* _SUPPLIED TEXT_:
┌──
356pp, hardback, £14.99
Reviewed by Shirley Whiteside
Tom Keneally, winner of the 1982 Booker Prize with Schindler’s Ark, which was later adapted into the Oscar-winning film Schindler’s List, here joins forces with his eldest daughter, Meg, a journalist, in the first of a new historical crime series set in nineteenth-century Australia. The simmering tensions in a British penal colony ratchet up with the mysterious death of the commandant’s beautiful young wife. Who could have murdered the sweet-natured Honora?
It is 1825, and Hugh Llewellyn Monsarrat finds himself working as a clerk to Major Shelbourne, the commandant of Port Macquarie penal colony which is situated down the coast from Sydney. Monsarrat was sentenced to be transported from England to Australia for fraud – he had been pretending to be a barrister – but his talents as a clerk mean he has mostly avoided the back-breaking work to which most convicts are subjected.
Monsarrat is a fascinating character and in flashbacks the Keneallys slowly reveal his life before transportation. He is educated but poor, and has a restless streak that leads him into the kind of risky behaviour resulting in his sentence. He knows he is lucky to be in the privileged position of clerk to the major.
Monsarrat’s only real friend in Port Macquarie is Mrs Mulrooney, who is housekeeper to Major Shelbourne and devoted to his wife, Honora Shelbourne. Each morning before taking up his pen, he visits Mrs Mulrooney’s kitchen for a cup of tea and lively conversation. Mrs Mulrooney was also transported but she has earned her ‘ticket’, meaning she cannot leave Australia but is considered a free woman within its confines. She is an illiterate Irish woman but her mind is sharp and her observations are keen. When Honora sickens and dies, Captain Diamond, a nasty and vicious man, arrests Mrs Mulrooney on a charge of murder. Monsarrat tries to find a way to exonerate his friend but Captain Diamond is hell-bent on hanging the woman. Monsarrat uncovers the identity of the murderer but can he bring the person to justice before Mrs Mulrooney is executed?
└──
[Stored data]
┌──
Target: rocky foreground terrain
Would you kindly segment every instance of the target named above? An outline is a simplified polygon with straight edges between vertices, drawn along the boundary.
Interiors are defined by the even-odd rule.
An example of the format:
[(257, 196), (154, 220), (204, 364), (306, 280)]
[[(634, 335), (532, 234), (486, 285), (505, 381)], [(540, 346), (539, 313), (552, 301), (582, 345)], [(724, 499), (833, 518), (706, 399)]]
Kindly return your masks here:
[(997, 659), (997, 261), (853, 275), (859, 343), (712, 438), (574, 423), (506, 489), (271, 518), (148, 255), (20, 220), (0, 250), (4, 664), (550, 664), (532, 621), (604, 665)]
└──
* _TASK BRIEF_:
Copy the book review word for word, from "Monsarrat’s only real" up to and including "Mulrooney is executed?". The stored data has no connection to the review above it.

* _SOLUTION TO THIS PROBLEM_:
Monsarrat’s only real friend in Port Macquarie is Mrs Mulrooney, who is housekeeper to Major Shelbourne and devoted to his wife, Honora Shelbourne. Each morning before taking up his pen, he visits Mrs Mulrooney’s kitchen for a cup of tea and lively conversation. Mrs Mulrooney was also transported but she has earned her ‘ticket’, meaning she cannot leave Australia but is considered a free woman within its confines. She is an illiterate Irish woman but her mind is sharp and her observations are keen. When Honora sickens and dies, Captain Diamond, a nasty and vicious man, arrests Mrs Mulrooney on a charge of murder. Monsarrat tries to find a way to exonerate his friend but Captain Diamond is hell-bent on hanging the woman. Monsarrat uncovers the identity of the murderer but can he bring the person to justice before Mrs Mulrooney is executed?